## WHAT IS REQUIRED:
Can you carry on the passage about equal pay for women in rural China, picking up after its final sentence?

[begin TEXT SECTION]

Only when class society no longer exists, all cumbersome labor has been made automatic, and all agriculture has also been mechanized, will it be possible to realize equality between men and women.114

In the same paper an article written by the Hunan Women's Federation referred to the work earlier done by Chairman Hua Kuo-feng to promote the cause of giving women equal pay with men.'

115

In the new constitution adopted in 1978 by the People's Republic of China it was explicitly stated that:

Men and women enjoy equal pay for equal work.118

In a report on the work of the government, February 1978, Hua kuo-feng in a speech stated that:

All people's communes and production brigades must seriously apply the system of fixed production quotas and calculation of work-points on the basis of work done and must enforce the principle of equal pay for equal work irrespective of sex, 117

The continued insistence that equal pay for equal work must be enforced in the rural people's communes indicates that this principle is not yet universally applied in the Chinese countryside. In perspective, 29 years is probably too short a period to produce a general belief among Chinese that women are the equal of men, when ideas to the contrary have dominated China for more than 2,000 years.

[end TEXT SECTION]
[begin DATASET CONTENT]

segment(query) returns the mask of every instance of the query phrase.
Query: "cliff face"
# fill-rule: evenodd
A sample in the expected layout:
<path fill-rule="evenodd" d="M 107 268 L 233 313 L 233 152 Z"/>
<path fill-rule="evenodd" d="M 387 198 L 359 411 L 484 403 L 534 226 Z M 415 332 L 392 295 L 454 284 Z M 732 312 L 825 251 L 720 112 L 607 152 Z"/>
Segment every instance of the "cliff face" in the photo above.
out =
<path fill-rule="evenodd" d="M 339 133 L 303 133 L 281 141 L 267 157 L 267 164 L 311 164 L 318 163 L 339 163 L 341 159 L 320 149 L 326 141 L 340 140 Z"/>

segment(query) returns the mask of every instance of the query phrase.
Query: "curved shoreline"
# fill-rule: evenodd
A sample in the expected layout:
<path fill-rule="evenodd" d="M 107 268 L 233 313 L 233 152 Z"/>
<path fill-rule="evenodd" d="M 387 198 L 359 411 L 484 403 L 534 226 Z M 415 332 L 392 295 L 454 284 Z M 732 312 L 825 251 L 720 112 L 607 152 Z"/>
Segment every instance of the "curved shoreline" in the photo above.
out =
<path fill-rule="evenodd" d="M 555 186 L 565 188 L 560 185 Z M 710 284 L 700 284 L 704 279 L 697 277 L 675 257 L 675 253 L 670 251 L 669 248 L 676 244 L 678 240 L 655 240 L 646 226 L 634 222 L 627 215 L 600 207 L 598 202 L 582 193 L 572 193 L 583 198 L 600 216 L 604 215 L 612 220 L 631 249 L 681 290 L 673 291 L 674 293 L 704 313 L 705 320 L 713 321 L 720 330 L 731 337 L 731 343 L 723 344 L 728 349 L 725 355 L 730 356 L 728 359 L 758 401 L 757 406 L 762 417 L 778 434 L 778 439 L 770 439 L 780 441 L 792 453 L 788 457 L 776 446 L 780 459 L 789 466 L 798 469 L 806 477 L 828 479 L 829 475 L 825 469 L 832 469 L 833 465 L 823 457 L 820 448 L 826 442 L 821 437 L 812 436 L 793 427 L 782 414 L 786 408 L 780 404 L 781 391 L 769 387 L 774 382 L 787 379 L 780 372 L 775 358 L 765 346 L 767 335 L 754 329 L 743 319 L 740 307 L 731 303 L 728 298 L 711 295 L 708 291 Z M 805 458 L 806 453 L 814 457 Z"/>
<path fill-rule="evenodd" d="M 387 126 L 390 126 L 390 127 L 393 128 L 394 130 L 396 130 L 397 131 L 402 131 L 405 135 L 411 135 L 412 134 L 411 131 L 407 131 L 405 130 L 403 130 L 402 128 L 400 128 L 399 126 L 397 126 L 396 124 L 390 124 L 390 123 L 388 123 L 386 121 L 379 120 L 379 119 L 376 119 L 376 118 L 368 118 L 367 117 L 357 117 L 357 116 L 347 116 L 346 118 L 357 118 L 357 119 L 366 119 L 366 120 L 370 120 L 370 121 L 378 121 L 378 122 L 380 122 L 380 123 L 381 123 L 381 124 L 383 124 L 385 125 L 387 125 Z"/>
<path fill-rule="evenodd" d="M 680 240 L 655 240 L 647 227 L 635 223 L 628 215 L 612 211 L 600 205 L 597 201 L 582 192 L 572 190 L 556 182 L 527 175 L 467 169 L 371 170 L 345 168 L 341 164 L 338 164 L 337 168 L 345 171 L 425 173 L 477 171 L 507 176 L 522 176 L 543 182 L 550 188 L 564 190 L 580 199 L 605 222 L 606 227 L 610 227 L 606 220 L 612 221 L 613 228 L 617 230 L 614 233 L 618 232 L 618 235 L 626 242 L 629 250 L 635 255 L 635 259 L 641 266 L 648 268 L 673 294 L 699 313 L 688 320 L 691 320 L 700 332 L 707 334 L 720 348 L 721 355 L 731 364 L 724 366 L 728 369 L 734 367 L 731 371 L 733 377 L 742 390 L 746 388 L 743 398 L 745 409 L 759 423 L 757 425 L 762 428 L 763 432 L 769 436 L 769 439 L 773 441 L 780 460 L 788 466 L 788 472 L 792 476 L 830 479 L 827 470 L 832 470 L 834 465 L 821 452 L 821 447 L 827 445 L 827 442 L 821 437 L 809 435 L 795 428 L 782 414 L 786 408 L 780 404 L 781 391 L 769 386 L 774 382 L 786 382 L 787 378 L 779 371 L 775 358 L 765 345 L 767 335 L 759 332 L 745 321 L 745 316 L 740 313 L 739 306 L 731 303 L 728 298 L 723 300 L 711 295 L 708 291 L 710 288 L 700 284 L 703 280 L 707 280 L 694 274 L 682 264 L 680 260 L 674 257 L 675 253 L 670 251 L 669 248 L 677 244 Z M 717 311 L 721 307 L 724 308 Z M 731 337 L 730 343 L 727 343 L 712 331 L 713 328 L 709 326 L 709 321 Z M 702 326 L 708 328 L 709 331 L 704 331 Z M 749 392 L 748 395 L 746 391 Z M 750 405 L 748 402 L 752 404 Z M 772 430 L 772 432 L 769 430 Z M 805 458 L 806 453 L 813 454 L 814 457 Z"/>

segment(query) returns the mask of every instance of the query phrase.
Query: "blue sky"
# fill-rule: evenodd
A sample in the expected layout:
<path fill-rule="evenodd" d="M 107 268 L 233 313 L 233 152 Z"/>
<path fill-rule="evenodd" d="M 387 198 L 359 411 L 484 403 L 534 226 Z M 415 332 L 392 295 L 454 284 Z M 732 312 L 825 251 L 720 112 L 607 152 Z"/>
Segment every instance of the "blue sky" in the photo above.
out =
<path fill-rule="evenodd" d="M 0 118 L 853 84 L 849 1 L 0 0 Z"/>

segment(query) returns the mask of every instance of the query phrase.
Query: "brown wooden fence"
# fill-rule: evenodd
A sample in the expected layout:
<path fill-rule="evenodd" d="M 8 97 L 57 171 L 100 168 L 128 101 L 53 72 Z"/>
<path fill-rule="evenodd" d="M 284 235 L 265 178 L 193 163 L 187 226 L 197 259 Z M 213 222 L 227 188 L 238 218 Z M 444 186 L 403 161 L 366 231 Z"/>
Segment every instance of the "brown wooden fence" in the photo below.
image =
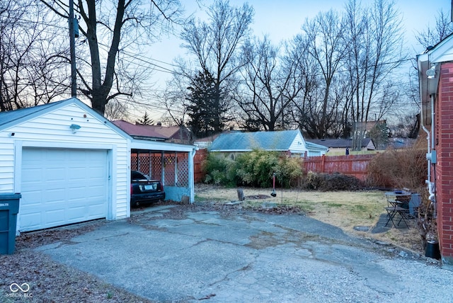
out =
<path fill-rule="evenodd" d="M 195 183 L 203 181 L 205 173 L 202 171 L 203 161 L 207 156 L 207 149 L 198 149 L 193 158 L 193 178 Z"/>
<path fill-rule="evenodd" d="M 340 173 L 365 181 L 368 165 L 375 155 L 376 154 L 307 156 L 304 158 L 304 172 Z M 205 177 L 202 165 L 207 156 L 207 149 L 199 149 L 195 154 L 193 161 L 195 183 L 202 182 Z"/>
<path fill-rule="evenodd" d="M 375 154 L 371 154 L 305 157 L 304 158 L 304 171 L 340 173 L 365 181 L 367 178 L 368 165 L 375 155 Z"/>

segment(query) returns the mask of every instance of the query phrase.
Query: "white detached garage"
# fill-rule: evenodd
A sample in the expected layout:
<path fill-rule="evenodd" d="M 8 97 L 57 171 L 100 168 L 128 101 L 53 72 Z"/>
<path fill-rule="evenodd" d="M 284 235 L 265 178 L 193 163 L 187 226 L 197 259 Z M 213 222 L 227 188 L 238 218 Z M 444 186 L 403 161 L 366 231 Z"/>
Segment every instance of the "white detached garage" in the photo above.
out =
<path fill-rule="evenodd" d="M 131 137 L 79 100 L 0 113 L 0 138 L 18 231 L 130 216 Z"/>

[end DATASET CONTENT]

## EXERCISE ANSWER:
The Management of the Income of Female Cooperative Members

Since at least the early 1940's one theme running through all the speeches on women's emancipation by party officials and those of the Women's Federation was that productive work for women was regarded as a necessary precondition for emancipation.118 This was contained in the notion that women would be liberated through working for and in society and by being able to handle the fruits of their own labor by themselves. In traditional China the husband had the full legal power to take all of his wife's income. This power was abolished in the new marriage law of 1950.5.1., where women explicitly were given full rights to their own income. But old habits still lingered. In many APC's the income of a wife was often automatically added to her husband's income, and given to him:

In Chu Kuang cooperative the women did not get their names on the list for labor points, and therefore their labor enthusiasm decreased. This the cooperative did because it found it more convenient. When the women came to the accountant they did not find their names on the list. The labor points of the women had been added to and included under the name of their husband. Originally the women wanted to have an income of their own to use for their own expenses. When they asked their husbands for money (who had also got the incomes of their wives) then the husbands quarreled with them. Then, of course, the women were dissatisfied. They took part in collective labor to get economic independence and

113 JMJP 1977.3.8.

114 Ibid., and the quotation above was cited in an article by Tsao Kuan-chun, Secretary of the National Women's Federation, "Further liberate women's labor power for the sake of quicker, better, and more to serve the construction of socialism," JMJP, 1958.6.2.

115 Hunan Women's Federation "Under the leadership of Chairman Hua we women advance on the revolutionary road," JMJP, 1977.3.8.

116 "New constitution of People's Republic of China," NCNA, Peking, 1978.3.7.

117 Report on the Work of the Government delivered at the First Session of the Fifth National People's Congress on February 26, 1978, by Hua kuo-feng, "Unite and strive to build a modern powerful socialist country," Peking Review, No. 10, 1978.3.10., p. 26.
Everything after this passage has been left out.